(Tekst źródłowy):
»»
Zrodlo - informacje o książce

Powołanie człowieka. Katecheza dorosłych

ks. Wiesław Piotrowski (red.)

fragment tekstu:

1. Bóg wybierał ludzi, aby byli Jego rękami i ustami

Kiedy otwieramy Pismo Święte i uważnie je czytamy, zauważamy, że autorzy natchnieni bardzo często przypominają o niezwykłej trosce Boga o człowieka. Ma się wrażenie, że Bóg jest niezmordowany i wciąż ma na uwadze dobro ludzi. Zatroskany o nich wychodzi im stale na spotkanie, mimo iż oni odwracają się od Niego i popadają w różnego rodzaju zło. Na różne sposoby ich wtedy wspomaga wyciągając z nieszczęść, które na siebie sprowadzili. Łatwo też można zauważyć, że posługiwał się wówczas wybranymi przez siebie ludźmi.
Najlepiej ilustruje te prawdy dosyć monotonny na pierwszy rzut oka opis Księgi Sędziów. Jej autor nawiązał do wydarzeń z historii narodu wybranego, ale przedstawił je w sposób schematyczny. W tym schematycznym opowiadaniu kryje się jednak głęboka myśl. Izraelici żyją w spokoju, lecz zaczynają grzeszyć. Autor Księgi Sędziów opisał to następująco: "Wówczas Izraelici czynili to, co złe w oczach Pana i służyli Baalom. Porzucili Boga swych ojców" (Sdz 2,11-12). Na karę nie trzeba było długo czekać. Sąsiednie narody (Edomici, Moabici, Amoryci, Madianici, Filistyni i inni) stali się narzędziami w ręku Boga: "Wówczas zapłonął gniew Pana przeciwko Izraelitom, tak że wydał ich w ręce ciemięzców, którzy ich złupili" (Sdz 2,14). Naród nawrócił się: "Wówczas Izraelici wołali do Pana" (Sdz 4,3). Bóg zesłał wybawicieli, którzy wyzwolili ich z rąk nieprzyjaciół: "Wówczas Pan wzbudził sędziów, by wybawili ich z ręki tych, którzy ich uciskali" (Sdz 2,16).
Gdybyśmy nie znali Pisma Świętego, bylibyśmy skłonni przypuszczać, że wybrańcy Boga byli ludźmi najlepszymi z najlepszych. Tymczasem szybko przekonujemy się, iż nie zawsze Bóg wybierał najlepszych. Ci, którzy zostali wybrani, nie powinni więc się chełpić z powodu wyróżnienia, jakie ich spotkało, gdyż zbytnie zadufanie mogłoby ich prowadzić do upadku.
««
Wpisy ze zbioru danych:
»»
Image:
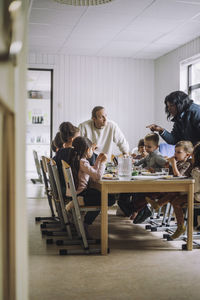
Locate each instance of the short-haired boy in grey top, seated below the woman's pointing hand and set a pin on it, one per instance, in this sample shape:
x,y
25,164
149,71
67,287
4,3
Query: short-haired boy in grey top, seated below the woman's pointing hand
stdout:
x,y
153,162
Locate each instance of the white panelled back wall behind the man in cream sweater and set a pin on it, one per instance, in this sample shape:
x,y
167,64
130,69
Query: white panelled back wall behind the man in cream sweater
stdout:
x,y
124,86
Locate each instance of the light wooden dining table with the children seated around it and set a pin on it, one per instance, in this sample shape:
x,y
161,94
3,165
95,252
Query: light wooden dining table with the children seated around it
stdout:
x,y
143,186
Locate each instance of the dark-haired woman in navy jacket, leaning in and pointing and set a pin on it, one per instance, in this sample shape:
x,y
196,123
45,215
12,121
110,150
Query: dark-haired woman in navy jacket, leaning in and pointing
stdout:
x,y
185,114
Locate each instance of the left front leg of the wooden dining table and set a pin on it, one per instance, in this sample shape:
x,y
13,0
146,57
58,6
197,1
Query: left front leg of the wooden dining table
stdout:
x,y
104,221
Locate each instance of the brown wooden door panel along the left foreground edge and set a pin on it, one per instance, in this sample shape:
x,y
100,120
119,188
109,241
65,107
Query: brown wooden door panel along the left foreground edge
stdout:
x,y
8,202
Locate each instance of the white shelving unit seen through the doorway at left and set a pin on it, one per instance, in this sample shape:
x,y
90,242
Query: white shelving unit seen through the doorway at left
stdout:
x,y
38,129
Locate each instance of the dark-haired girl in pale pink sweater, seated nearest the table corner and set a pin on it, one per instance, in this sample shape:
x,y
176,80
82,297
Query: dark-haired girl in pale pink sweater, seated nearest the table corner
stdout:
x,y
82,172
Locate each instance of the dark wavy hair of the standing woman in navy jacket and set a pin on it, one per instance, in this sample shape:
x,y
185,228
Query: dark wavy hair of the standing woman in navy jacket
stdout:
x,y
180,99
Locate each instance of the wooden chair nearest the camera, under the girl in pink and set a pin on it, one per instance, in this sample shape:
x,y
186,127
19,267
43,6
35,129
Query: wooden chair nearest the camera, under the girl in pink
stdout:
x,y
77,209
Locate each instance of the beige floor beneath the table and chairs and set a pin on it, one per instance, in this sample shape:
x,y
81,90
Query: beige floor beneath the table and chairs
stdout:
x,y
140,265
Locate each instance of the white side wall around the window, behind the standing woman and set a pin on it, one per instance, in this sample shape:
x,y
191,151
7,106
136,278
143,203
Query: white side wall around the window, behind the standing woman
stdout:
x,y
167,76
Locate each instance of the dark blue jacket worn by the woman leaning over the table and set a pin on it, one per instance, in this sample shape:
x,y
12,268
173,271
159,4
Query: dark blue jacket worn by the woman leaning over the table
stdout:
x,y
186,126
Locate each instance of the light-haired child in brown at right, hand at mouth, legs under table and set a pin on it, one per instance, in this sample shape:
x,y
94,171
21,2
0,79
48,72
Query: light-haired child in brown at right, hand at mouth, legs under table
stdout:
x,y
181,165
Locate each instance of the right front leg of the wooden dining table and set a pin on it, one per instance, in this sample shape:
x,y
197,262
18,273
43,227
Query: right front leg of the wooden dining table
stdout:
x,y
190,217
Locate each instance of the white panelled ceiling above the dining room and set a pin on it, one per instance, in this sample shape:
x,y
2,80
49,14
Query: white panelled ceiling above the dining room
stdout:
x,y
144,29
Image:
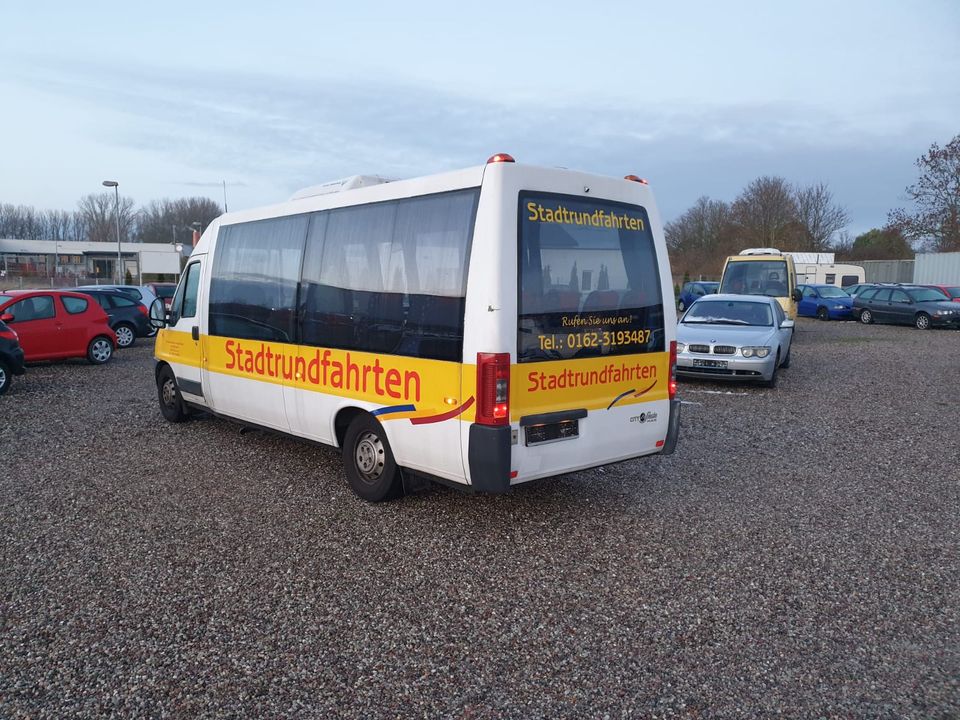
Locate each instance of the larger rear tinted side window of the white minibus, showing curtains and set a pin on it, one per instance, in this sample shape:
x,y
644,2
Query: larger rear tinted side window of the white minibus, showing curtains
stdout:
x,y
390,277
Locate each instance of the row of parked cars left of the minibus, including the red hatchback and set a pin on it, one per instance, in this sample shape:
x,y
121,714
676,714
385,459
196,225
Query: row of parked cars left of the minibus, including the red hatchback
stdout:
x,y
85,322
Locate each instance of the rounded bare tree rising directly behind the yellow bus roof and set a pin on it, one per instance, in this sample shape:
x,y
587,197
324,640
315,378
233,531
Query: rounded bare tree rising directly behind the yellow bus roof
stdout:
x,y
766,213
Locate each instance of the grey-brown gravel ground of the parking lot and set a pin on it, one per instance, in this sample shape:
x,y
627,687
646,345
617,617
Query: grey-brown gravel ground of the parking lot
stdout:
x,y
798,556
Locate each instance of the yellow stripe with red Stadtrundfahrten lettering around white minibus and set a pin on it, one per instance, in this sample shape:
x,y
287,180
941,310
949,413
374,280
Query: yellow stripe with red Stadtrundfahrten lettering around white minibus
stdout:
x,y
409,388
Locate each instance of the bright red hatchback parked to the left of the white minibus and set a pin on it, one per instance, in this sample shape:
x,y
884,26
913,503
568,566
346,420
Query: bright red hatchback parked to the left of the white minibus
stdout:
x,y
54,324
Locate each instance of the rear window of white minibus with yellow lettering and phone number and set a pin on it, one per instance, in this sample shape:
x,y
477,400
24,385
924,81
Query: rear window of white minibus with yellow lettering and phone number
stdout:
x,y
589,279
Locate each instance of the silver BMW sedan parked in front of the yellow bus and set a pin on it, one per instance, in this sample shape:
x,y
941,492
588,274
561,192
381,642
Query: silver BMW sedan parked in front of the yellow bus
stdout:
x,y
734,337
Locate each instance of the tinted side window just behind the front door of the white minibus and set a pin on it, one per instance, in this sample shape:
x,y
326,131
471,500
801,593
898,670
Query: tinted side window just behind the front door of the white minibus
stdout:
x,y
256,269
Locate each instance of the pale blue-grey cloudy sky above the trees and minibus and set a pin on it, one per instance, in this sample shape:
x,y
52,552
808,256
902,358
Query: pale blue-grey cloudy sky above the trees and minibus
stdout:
««
»»
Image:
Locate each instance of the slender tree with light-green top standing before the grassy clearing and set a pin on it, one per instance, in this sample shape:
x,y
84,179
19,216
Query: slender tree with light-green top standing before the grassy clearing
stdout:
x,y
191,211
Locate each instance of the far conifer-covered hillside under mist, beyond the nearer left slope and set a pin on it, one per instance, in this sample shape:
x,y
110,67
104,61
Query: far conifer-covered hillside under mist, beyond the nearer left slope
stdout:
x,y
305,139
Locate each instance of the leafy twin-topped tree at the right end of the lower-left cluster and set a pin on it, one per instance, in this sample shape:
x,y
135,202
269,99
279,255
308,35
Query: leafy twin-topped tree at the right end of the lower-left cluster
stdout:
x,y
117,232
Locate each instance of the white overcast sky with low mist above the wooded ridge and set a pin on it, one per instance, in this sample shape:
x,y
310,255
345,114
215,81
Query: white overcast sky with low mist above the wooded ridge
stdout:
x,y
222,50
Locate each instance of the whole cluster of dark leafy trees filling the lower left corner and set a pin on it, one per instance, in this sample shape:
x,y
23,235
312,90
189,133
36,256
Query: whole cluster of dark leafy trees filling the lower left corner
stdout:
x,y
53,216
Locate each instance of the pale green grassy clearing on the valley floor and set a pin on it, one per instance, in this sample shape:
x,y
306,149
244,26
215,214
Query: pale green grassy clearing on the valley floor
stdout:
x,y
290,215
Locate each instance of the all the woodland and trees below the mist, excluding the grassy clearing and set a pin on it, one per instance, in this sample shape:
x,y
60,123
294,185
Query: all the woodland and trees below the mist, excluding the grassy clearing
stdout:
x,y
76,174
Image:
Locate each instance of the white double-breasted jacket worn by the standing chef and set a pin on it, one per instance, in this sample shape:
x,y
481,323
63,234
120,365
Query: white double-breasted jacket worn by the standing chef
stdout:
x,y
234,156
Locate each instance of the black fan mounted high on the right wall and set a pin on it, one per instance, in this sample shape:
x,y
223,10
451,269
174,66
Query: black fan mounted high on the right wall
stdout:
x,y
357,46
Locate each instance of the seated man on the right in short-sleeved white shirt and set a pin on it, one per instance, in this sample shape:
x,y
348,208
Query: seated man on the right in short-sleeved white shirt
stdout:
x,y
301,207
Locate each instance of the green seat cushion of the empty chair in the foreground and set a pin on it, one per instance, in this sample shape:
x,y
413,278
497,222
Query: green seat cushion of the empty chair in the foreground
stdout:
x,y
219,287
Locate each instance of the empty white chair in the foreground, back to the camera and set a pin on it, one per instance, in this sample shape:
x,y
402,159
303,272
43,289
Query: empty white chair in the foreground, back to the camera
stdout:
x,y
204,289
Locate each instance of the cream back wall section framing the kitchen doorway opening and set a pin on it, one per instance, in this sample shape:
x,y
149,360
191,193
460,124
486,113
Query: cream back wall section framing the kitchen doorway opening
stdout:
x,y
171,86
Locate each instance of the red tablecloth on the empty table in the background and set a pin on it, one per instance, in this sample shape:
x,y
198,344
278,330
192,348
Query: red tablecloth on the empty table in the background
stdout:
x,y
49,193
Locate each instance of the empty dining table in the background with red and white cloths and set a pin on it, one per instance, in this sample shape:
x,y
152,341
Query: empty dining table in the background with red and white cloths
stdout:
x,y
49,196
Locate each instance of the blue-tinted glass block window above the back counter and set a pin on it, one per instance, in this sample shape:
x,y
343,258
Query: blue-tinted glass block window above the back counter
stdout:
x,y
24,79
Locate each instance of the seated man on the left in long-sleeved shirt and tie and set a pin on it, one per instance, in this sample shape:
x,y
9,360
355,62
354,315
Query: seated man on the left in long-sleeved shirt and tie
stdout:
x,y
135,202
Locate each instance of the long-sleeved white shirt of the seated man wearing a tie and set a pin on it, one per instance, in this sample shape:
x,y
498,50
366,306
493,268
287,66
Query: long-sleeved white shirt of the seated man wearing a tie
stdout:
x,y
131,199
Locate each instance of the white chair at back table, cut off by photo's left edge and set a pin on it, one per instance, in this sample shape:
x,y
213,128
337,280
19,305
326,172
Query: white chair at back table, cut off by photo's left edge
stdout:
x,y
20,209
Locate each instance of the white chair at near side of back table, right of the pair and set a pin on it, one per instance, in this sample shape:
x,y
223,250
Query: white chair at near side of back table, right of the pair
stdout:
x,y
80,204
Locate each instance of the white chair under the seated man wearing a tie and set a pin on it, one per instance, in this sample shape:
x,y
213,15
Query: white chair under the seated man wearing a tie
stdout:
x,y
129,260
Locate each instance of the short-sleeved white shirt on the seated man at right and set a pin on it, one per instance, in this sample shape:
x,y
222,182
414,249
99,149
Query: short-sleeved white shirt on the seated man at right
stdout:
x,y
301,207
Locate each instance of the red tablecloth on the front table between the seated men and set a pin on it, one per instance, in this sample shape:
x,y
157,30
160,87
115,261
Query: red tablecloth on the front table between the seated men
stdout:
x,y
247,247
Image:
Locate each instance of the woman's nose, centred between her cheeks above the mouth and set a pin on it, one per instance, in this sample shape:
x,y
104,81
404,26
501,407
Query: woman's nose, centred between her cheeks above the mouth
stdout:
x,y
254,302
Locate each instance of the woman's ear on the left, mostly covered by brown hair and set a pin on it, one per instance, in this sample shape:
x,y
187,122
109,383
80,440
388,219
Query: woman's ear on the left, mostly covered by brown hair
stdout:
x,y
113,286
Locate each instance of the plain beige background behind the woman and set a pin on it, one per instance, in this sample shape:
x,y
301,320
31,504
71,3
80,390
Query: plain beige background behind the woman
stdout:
««
(Wykonaj polecenia):
1. Odpowiedz krótko na pytania do tekstu o powołaniu człowieka.
(a) Której księgi opis według autora najlepiej ilustruje troskę Boga o ludzi?
(b) Jakie sąsiednie narody wymieniono jako narzędzia w ręku Boga?
(c) Do czego według tekstu mogłoby prowadzić wybranych zbytnie zadufanie?
2. Napisz dalszy ciąg tekstu o powołaniu człowieka, zaczynając zaraz po jego ostatnim zdaniu.
Wpisy nie odgrywają tu żadnej roli.

(Odpowiedzi do ćwiczeń):
1.
(a) Księgi Sędziów.
(b) Edomitów, Moabitów, Amorytów, Madianitów, Filistynów i inne narody.
(c) Do upadku.

2.
Długi jest szereg tych, którzy w dziejach narodu wybranego zastępowali Boga na ziemi i byli przedłużeniem Jego wszechmocnej i łaskawej ręki. Bóg wybrał Mojżesza, który długo się opierał, gdyż bał się pełnić powierzone zadanie, tzn. lękał się misji wyprowadzenia Izraelitów z niewoli. Mojżesz piętrzył trudności, byle tylko nie podjąć się tego zadania. Bóg jednak cierpliwie przekonywał go, aż wreszcie osiągnął skutek (zob. Wj 4,1-17). Wreszcie przekonał Mojżesza, który wykonał powierzoną mu misję. Powołał Jeftego, który stał na czele bandy. "Uciekł daleko od swoich braci i mieszkał w kraju Tob. Przyłączyli się do niego jacyś nicponie i z nim wychodzili do walki" (Sdz 10,3). Ale nim właśnie posłużył się Bóg, by uwolnić od ucisku pokolenia, które zamieszkiwały obszary na wschód od Jordanu.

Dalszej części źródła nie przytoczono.